[Items from a dataset]
/---

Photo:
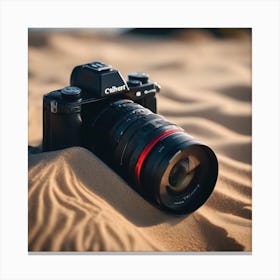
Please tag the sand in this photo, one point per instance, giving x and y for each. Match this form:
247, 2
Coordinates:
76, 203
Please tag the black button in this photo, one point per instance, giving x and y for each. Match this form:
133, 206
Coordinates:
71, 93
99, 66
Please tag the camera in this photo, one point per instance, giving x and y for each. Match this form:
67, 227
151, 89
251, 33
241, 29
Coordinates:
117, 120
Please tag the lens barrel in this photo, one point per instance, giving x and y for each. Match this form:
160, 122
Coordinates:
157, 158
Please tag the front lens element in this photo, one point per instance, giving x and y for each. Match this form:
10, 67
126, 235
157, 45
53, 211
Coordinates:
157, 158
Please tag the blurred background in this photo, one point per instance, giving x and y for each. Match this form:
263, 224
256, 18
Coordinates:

\---
/---

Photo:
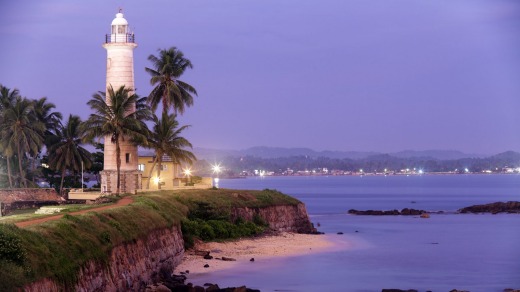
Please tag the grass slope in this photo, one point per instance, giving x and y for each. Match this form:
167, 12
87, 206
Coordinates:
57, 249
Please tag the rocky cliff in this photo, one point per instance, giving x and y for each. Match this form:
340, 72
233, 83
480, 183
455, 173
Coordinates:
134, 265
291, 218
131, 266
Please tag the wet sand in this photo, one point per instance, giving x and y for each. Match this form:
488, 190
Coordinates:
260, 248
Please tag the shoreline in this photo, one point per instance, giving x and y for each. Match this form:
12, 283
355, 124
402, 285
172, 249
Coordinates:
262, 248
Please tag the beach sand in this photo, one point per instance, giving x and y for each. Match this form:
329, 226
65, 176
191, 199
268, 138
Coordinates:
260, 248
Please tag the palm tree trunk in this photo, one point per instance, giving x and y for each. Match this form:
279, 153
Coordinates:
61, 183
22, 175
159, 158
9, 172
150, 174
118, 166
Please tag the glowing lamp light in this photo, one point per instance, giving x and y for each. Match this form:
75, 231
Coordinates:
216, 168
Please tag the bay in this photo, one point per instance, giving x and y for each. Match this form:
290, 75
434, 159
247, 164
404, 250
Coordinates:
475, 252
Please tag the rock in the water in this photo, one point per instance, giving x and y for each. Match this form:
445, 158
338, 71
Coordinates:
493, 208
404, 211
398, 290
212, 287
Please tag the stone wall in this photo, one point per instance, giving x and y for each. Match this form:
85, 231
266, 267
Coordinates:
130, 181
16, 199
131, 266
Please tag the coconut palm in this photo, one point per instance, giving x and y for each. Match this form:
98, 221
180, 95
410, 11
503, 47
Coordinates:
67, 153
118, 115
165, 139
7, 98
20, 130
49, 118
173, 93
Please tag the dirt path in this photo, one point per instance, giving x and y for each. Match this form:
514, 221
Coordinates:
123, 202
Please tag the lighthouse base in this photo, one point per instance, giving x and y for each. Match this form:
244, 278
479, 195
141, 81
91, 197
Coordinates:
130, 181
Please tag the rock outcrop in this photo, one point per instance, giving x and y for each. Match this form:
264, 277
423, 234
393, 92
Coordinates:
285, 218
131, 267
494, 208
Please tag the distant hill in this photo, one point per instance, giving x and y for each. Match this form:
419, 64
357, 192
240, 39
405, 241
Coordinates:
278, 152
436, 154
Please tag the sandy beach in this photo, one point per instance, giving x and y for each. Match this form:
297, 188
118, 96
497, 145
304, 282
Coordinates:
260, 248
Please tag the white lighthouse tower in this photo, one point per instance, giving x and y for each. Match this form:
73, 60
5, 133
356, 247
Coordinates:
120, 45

\---

» **Direction**
Gather each line of the material above that contains the string "palm", and copy those lines out in their original order.

» **Right answer**
Please tag the palm tree trunk in this photo, one point per instance, giving x and y for each. Match this form:
Please tag the coconut palm in this photo, one point per instance, giving x and y for each. Match this form:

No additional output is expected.